The dragon flew home. On her way, she called her mom. A passing motorist made an obscene gesture. She taught him some manners by incinerating his car. She was starting to see some perks in the dragon thing, but was also starting to feel a little lonely. Many people are quite bigoted about foul-tempered creatures that blow up their cars and houses.
“Mommy! I have turned into a fire breathing dragon and scared away all my friends.”
“Nonsense,” the Queen stated. “You are my adorable little girl. No one could help but love you.”
That’s what makes mommies so fabulous, the dragon thought. She then told her mom all about her frustrations. Her mommy said, “My, what frustrating few days! I bet you feel really sad.”
Mommy parroting is always comforting, even if it is the same phrase for 30 years. “I do. I feel really unhappy. What is the cure for dragon-ness?”
The King said, in the background, “Like your mother knows…”
The Queen roasted him with her Look of Death before returning to her daughter’s worries. “My dear, the only known cure involves the secret society of the Elder’s Quorum, a magical token called the U-Haul Truck, and a few nights good sleep. It is a dangerous, unpredictable journey that you probably should take alone -- and medicated, if possible.”
“Grrr. Rrrr-aaa-rrrh. Sizzzzzzle.”
“Call when you get there, so I don’t worry,” her mommy said.
With that, the dragon hung up her cell phone and embarked on the horrible adventure called Mo-Ving. As she had lost her opposable thumbs, reasoning ability, and sense of humor she decided that blogging her journey would not be possible. I, the faithful squire, will attempt to write some of our experiences so that future sufferers of the Rising Rent will know how to avoid the awful fate of my mistress.
Countdown to Humanity: 10 Days
8 comments:
I know what the Union Bagel Guy is saying. A scaly rack would have affected my level of interest as well.
Best of luck to you -- sorry, her in the move. Hopefully it does take care of the scales thing.
What a great (yet sad) story! You have a gift for writing, my dear...I was enthralled.
Ironically enough, my son is reading a book called 'St. George and the Dragon'...any relation?
Moving stinks but thank goodness for the Elder's Quorum!
I hope you get moved safely and as easily as possible. I know it stinks when life drops this crap on us...yay to you for fighting it as much as you could!
But salamandar? Ewww! I'd go with frog's lips myself.
**hugs**
Moving is one of the most horrible experiences to endure throughout the course of one's life. You have my sympathy.
You'll feel much better when you're settled. Hang in there.
Won’t be long before I’m moving again myself. I can almost relate. I’m currently scale free and in spite of what some may think, completely un-medicated. I look forward to your mistress’s story faithful squire, so type away that that she cannot. Hmmm… it’s always tricky to use “that” back to back…
Please remind the dragon that I do not taste good with ketchup. And I'm not very crunchy.
Omar - my mistress thanks you for your kind words, but her harrumph over the scale comment has (ironically) incinerated the burn unit of the hospital.
Sam - According to the extensive library of geneology at LDS.org, I have discovered that George is a 3rd cousin x 10 generations of her 4th cousin, Vladmir the Not Quite Scary.
GirlSpit - her acid tears of gratitude over your statement has melted through the ER. Thanks for that.
Jon - fairly good use of the double that. I had to take 2 full courses of english redundancy, so I'm qualified to comment on that.
Cate - dragon likes her sweets, not her salties. But she informs me that your skinny ... isn't meaty enough for her taste, but I would steer clear if she gets peckish - I nearly lost an arm before second breakfast.
Whoops. Sorry about that. This comment will be less mushy. Oh, but what if I piss her off? Then she'll burn things, and the oxygen inside the hospital walls might explode, and well, burning children is never a good thing.
I'm going to stop typing now.
Good thing, she's very hostile lately. Last night she blew up a gas station because the pump buttons weren't working properly. I've got the fire marshall on speed dial.

Check your understanding -
• a. In the dragon story, what did the dragon do to the passing motorist who made an obscene gesture?
• b. Can you shorten the paragraph of the dragon story that begins "With that, the dragon hung up" while keeping its main facts?
These rows were taken from a separate source.

(Records contained in a dataset)
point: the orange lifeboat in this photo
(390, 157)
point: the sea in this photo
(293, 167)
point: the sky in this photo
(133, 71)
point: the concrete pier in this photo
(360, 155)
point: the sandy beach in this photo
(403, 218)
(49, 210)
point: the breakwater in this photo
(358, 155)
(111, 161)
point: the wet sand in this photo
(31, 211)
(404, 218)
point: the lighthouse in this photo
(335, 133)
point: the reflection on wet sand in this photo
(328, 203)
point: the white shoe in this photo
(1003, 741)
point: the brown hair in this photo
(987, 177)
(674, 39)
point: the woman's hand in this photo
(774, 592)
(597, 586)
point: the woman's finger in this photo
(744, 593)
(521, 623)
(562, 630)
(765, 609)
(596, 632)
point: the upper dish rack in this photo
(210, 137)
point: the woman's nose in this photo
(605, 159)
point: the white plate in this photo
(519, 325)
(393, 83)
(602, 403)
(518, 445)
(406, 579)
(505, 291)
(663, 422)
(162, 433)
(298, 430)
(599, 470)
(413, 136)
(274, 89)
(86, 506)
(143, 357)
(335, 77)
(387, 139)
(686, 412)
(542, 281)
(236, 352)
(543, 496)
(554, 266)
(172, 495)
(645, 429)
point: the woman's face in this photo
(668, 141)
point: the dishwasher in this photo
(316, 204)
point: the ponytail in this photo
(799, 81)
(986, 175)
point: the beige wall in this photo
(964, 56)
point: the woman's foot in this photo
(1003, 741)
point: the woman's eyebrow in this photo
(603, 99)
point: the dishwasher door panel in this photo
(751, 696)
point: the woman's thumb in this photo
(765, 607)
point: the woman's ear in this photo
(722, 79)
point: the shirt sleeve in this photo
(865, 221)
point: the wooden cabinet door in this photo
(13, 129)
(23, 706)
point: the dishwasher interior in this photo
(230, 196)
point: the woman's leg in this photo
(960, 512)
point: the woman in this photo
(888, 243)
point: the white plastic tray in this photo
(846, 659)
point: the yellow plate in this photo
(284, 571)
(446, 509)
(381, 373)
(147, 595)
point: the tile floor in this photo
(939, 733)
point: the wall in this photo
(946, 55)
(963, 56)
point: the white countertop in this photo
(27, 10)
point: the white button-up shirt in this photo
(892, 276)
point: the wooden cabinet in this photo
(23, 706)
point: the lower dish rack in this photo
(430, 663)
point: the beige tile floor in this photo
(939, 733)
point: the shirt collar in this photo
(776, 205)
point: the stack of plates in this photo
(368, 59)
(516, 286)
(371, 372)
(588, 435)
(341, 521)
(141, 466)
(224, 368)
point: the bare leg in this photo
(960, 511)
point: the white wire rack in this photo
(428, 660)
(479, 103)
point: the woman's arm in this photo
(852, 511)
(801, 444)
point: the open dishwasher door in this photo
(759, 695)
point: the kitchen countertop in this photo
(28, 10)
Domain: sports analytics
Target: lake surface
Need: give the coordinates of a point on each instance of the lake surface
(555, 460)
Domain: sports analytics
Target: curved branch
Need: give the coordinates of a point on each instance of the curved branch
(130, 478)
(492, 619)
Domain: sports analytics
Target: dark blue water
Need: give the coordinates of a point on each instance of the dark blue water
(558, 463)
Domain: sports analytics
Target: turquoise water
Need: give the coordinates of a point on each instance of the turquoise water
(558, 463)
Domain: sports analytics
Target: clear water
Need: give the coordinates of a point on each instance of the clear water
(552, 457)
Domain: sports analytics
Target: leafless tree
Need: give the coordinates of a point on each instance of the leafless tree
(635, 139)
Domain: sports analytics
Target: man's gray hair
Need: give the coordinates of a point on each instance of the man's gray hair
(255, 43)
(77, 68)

Task-by-task solutions -
• a. She incinerated his car.

• b. The dragon hung up her cell phone and set off on the horrible adventure called Mo-Ving. She had lost her opposable thumbs, reasoning ability, and sense of humor, so she decided she couldn't blog the journey. Her faithful squire will write up some of their experiences instead, so that future sufferers of the Rising Rent can avoid her awful fate.